■ Records for processing:
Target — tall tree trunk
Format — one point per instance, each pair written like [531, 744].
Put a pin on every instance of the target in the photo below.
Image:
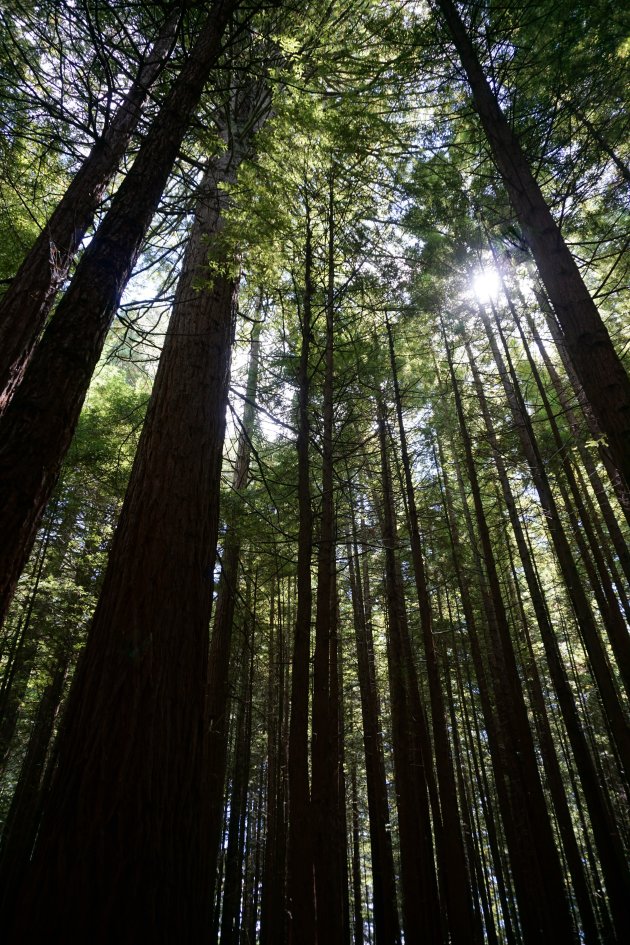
[598, 366]
[124, 844]
[21, 823]
[325, 760]
[235, 854]
[272, 905]
[28, 300]
[221, 641]
[605, 831]
[454, 876]
[300, 882]
[613, 710]
[412, 760]
[543, 906]
[38, 425]
[386, 925]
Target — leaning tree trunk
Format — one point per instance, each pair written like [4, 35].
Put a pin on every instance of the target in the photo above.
[221, 642]
[421, 907]
[599, 368]
[123, 849]
[453, 866]
[539, 881]
[384, 900]
[38, 425]
[28, 300]
[300, 880]
[325, 754]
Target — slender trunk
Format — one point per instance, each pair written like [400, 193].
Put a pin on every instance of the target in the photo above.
[613, 710]
[386, 925]
[235, 853]
[454, 876]
[21, 824]
[543, 906]
[38, 425]
[357, 906]
[421, 904]
[221, 642]
[272, 905]
[26, 304]
[124, 839]
[300, 885]
[598, 366]
[495, 738]
[325, 760]
[605, 831]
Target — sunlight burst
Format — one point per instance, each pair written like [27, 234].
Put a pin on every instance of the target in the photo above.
[486, 285]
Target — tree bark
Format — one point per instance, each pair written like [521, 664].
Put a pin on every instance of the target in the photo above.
[543, 905]
[38, 425]
[124, 844]
[26, 304]
[599, 368]
[386, 924]
[300, 879]
[454, 875]
[412, 764]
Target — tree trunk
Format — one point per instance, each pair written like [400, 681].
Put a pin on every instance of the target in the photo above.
[221, 642]
[386, 925]
[325, 755]
[606, 833]
[124, 841]
[613, 710]
[543, 906]
[421, 904]
[454, 876]
[597, 364]
[300, 881]
[38, 425]
[26, 304]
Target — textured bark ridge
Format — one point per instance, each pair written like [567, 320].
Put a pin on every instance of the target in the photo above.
[601, 373]
[36, 429]
[28, 300]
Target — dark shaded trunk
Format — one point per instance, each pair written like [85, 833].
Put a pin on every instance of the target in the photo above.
[412, 760]
[28, 300]
[540, 889]
[235, 853]
[21, 823]
[325, 749]
[38, 425]
[386, 925]
[272, 920]
[300, 879]
[221, 641]
[605, 832]
[613, 710]
[124, 844]
[454, 877]
[597, 364]
[357, 906]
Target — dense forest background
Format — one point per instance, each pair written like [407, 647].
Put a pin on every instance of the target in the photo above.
[315, 468]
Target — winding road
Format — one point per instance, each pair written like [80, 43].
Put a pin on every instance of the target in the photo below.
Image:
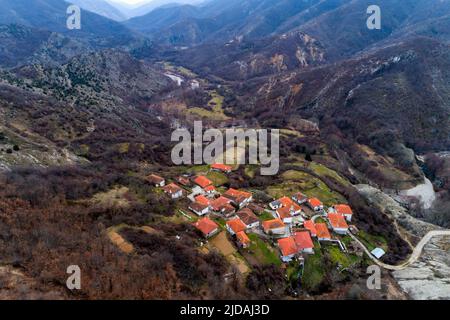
[414, 256]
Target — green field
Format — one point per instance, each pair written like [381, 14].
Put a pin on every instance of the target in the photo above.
[262, 251]
[314, 271]
[218, 178]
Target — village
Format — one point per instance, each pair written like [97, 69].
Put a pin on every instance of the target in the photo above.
[287, 230]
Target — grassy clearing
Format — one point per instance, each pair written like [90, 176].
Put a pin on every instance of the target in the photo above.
[262, 251]
[295, 181]
[216, 106]
[372, 241]
[218, 178]
[324, 171]
[314, 271]
[340, 258]
[266, 216]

■ Work instructions: Every line above should be returned word for word, with the pictures left behind.

■ The completed task:
Target — tall tree trunk
Format — one point per instance, each pair written like [531, 744].
Put a pin on every instance of the target in the photo below.
Image:
[598, 366]
[124, 844]
[21, 823]
[325, 760]
[235, 854]
[272, 905]
[28, 300]
[221, 641]
[605, 831]
[454, 876]
[300, 882]
[613, 710]
[412, 760]
[543, 906]
[38, 425]
[386, 925]
Target — leaning tree trunk
Format — one point per instance, each pair written like [4, 35].
Put a pin on every instance of the target in the photo above.
[221, 642]
[421, 907]
[599, 368]
[123, 849]
[453, 866]
[539, 881]
[384, 900]
[38, 425]
[28, 300]
[300, 880]
[325, 754]
Target — slender trunk
Format — one point per instance, each pair written like [400, 193].
Put a pin on every instance of the target in the photo above.
[613, 710]
[386, 925]
[235, 853]
[454, 876]
[21, 824]
[543, 906]
[38, 425]
[357, 906]
[421, 904]
[221, 642]
[272, 905]
[26, 304]
[124, 839]
[300, 885]
[598, 366]
[495, 738]
[325, 760]
[605, 831]
Target — sunlight burst
Format — one point per instance, each pair written like [27, 234].
Put a pin on every instance of the target in the photo above.
[486, 285]
Target — tree bark
Format — one point per instance, each pair written like [521, 664].
Put a pin on every instance of the target in the photo above.
[543, 905]
[38, 425]
[124, 844]
[26, 304]
[599, 368]
[386, 924]
[300, 879]
[454, 875]
[412, 764]
Target — tree trunk
Format — one point per instance, each pair written like [400, 681].
Put a pin on every instance of the target in the photo above.
[221, 642]
[386, 925]
[325, 755]
[606, 833]
[124, 841]
[613, 710]
[543, 906]
[421, 904]
[454, 876]
[597, 364]
[300, 881]
[38, 425]
[26, 304]
Target — textured bark ridge
Format — one point per instance, each pair written like [567, 320].
Put a pin on every instance of the target in the photo above.
[601, 373]
[36, 429]
[28, 300]
Target — dark shaded trunk
Format — one point per instance, each pair written like [85, 833].
Put a pin on every instance of the target in the photo above.
[412, 760]
[28, 300]
[540, 889]
[235, 853]
[21, 823]
[325, 749]
[38, 425]
[386, 925]
[272, 920]
[300, 879]
[221, 641]
[605, 832]
[613, 710]
[124, 844]
[454, 877]
[597, 364]
[357, 906]
Target — dense forest background
Format — one point per instance, each pair written like [407, 647].
Put a pin on every instance of the target in the photo above.
[315, 468]
Target — winding road
Format — one point per instance, each pair written like [80, 43].
Put a pin on every instance of the target in the photo below.
Image:
[414, 256]
Target — green field
Format — one point per instance, each pair written like [381, 14].
Put a pin on every instance of the target in the photo above.
[262, 251]
[314, 271]
[218, 178]
Target — village
Format — one point per instance, each pair written like [97, 69].
Put a pin on every instance of the target in the photo above.
[287, 230]
Target — grassy clearing
Format — one point per instance, each pair written like [90, 176].
Put a pin on every instance of the target in the photo above.
[262, 251]
[295, 181]
[216, 106]
[372, 241]
[218, 178]
[324, 171]
[314, 271]
[340, 258]
[266, 216]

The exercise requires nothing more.